1. Précision : les appareils idéologiques d’État n’appartiennent pas forcément à l’État.  

A : « la plus grande partie des Appareils idéologiques d'État (…) relève du domaine privé. Privés sont les Églises, les Partis, les syndicats, les familles, quelques écoles, la plupart des journaux, des entreprises culturelles, etc. » ; B : « [le laboratoire de la République] n’est pas une instance institutionnelle, mais un cercle de réflexion indépendant de mes fonctions de ministre de l’éducation ».

2. Une bonne idéologie n’a pas besoin d’employer la force pour s’imposer.

A : « l'Appareil répressif d'État « fonctionne à la violence », alors que les Appareils idéologiques d'État fonctionnent « à l'idéologie ». B : « Nous inciterons les jeunes à ouvrir des antennes dans les universités, mais nous parlerons aussi à la jeunesse rurale et des banlieues. »

3. … toutefois un peu de (ré)pression ne nuit pas.

A : « les Appareils idéologiques d'État fonctionnent (…) secondairement à la répression, fût-elle à la limite, mais à la limite seulement, très atténuée, dissimulée, voire symbolique. ».  B : « un millier d’atteintes à la laïcité (…) nous sont remontées en un mois ».

4. Une bonne idéologie met d’accord une foule de gens différents, quoique généralement issus des classes privilégiées.

+++

**Consigne**: Recopiez le passage du texte sur les appareils idéologiques d'État qui va de « 2. Une bonne » jusqu'à « ne nuit pas. » inclus, en remplaçant « antennes » par « sections ».

**Données fournies**:
+++

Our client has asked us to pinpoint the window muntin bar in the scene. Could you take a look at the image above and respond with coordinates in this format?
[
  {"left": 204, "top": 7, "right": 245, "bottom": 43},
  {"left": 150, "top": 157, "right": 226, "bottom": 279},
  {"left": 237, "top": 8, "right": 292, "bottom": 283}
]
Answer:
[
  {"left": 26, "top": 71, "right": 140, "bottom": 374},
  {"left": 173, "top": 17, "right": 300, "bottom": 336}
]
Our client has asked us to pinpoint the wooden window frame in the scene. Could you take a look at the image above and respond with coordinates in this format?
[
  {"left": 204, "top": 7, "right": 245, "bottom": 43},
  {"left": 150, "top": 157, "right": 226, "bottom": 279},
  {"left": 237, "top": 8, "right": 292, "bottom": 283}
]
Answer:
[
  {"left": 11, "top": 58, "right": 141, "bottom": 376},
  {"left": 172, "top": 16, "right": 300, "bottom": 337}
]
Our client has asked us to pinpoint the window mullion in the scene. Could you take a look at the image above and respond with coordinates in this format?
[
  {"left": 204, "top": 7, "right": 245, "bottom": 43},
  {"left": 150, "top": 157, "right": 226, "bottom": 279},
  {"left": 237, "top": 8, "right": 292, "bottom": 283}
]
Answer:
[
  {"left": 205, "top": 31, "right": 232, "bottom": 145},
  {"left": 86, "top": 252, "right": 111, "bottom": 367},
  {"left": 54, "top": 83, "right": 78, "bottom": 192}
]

+++

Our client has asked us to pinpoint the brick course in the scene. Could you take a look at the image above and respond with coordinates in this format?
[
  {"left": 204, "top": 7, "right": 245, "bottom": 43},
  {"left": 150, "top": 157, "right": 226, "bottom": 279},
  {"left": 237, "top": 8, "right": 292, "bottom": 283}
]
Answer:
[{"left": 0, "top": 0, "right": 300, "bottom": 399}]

+++

**Corrigé**:
2. Une bonne idéologie n’a pas besoin d’employer la force pour s’imposer.

A : « l'Appareil répressif d'État « fonctionne à la violence », alors que les Appareils idéologiques d'État fonctionnent « à l'idéologie ». B : « Nous inciterons les jeunes à ouvrir des sections dans les universités, mais nous parlerons aussi à la jeunesse rurale et des banlieues. »

3. … toutefois un peu de (ré)pression ne nuit pas.